:: BRANO DA LEGGERE ::
Festa della Liberazione 25 aprile
Festa della Liberazione 25 aprile

Il 25 aprile si festeggia la liberazione delle grandi città, in particolare quelle del triangolo industriale, dal nazifascismo. Questa ricorrenza è generalizzata a tutta la penisola dato che, il Mezzogiorno era sotto il controllo degli Alleati già dal 1943 e Roma dal 1944. Il 25 aprile è convenzionalmente conosciuto come la Festa della Liberazione. Ogni anno si organizzano eventi in prossimità e in concomitanza di questa ricorrenza per tenere sempre vivo il ricordo del prezzo pagato dal popolo italiano e dagli Alleati per poter liberare definitivamente l’intera penisola dalle truppe tedesche di occupazione e dall’oppressione nazifascista.

il 25 aprile e la Costituzione

Si trattava di un periodo complesso, sul termine della più grande tragedia bellica mai vissuta dall’umanità, la seconda guerra mondiale. Esattamente 3 giorni dopo, il 28 aprile 1945, Benito Mussolini e Claretta Petacci furono uccisi e i loro corpi furono oggetto di accanimento della folla a Milano. Il 30 aprile fu la volta del dittatore nazista Hitler. Di lì a poco la giovane democrazia italiana sarebbe diventata una Repubblica. Già nell’estate di quel 1945, precisamente il 31 luglio, un decreto luogotenenziale, il 435 sancì l’istituzione del Ministero per la Costituente. Ancora prima di scegliere tra Repubblica e Monarchia ci si era resi conto che era necessaria una Costituzione e ci si preparava, mediante lo strumento del diritto e non della dittatura, a creare tutte le condizioni necessarie affinché questa fosse il risultato di un dibattito il più ampio possibile.

:: COSA FARE ::
Secondo il brano sulla Festa della Liberazione, in che data e con quale atto fu istituito il Ministero per la Costituente?

Dati raccolti:
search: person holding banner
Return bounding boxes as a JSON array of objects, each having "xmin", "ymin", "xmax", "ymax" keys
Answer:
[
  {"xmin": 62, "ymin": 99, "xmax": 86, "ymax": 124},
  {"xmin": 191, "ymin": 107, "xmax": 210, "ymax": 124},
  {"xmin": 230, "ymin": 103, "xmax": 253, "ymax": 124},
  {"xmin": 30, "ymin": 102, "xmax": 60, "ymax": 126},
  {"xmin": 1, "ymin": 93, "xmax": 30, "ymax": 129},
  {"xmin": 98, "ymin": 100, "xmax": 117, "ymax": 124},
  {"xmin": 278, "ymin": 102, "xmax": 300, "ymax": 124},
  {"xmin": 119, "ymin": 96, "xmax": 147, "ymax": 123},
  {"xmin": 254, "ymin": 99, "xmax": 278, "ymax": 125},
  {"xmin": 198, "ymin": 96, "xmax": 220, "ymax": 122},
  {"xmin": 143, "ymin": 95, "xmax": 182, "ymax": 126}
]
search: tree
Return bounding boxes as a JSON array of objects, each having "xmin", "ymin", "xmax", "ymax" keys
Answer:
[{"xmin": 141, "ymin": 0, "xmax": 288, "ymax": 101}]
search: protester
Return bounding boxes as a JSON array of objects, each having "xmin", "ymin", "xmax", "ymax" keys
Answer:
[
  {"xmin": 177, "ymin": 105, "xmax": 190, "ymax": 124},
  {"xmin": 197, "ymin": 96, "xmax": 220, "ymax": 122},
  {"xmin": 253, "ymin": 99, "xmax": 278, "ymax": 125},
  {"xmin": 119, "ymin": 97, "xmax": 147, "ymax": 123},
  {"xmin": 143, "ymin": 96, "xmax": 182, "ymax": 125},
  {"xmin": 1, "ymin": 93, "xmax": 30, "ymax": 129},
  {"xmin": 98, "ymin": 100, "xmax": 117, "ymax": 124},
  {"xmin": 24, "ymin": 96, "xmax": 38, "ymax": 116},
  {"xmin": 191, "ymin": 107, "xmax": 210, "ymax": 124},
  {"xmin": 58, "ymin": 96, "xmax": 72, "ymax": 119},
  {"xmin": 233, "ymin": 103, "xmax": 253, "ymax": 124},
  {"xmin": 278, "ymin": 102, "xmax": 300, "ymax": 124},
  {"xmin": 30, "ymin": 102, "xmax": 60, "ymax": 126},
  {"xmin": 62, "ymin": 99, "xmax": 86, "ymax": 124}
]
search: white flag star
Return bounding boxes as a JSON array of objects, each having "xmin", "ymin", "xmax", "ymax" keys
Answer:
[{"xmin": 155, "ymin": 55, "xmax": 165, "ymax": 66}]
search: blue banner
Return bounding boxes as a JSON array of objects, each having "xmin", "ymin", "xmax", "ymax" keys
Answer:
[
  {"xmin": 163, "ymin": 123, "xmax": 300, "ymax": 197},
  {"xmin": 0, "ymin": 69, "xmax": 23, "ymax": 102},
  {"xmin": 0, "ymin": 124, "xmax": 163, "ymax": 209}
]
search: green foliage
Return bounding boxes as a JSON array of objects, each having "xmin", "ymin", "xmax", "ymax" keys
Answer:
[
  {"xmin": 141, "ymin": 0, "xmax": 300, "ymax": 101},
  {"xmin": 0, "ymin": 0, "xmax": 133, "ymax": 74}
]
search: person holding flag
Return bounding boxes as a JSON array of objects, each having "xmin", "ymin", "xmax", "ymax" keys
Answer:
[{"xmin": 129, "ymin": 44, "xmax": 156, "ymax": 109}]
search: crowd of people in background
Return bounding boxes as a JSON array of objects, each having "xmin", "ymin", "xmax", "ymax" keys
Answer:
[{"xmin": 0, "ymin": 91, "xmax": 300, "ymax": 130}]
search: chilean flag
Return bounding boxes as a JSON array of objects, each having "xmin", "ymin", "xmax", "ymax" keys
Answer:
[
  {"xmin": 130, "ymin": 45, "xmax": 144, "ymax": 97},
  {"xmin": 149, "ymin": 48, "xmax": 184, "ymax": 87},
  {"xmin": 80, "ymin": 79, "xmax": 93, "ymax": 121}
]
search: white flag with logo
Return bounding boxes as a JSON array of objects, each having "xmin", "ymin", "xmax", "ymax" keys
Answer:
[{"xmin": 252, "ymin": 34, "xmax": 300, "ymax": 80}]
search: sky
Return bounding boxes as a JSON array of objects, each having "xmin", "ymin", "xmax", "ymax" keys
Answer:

:: RISPOSTA ::
Il 31 luglio 1945, con il decreto luogotenenziale 435.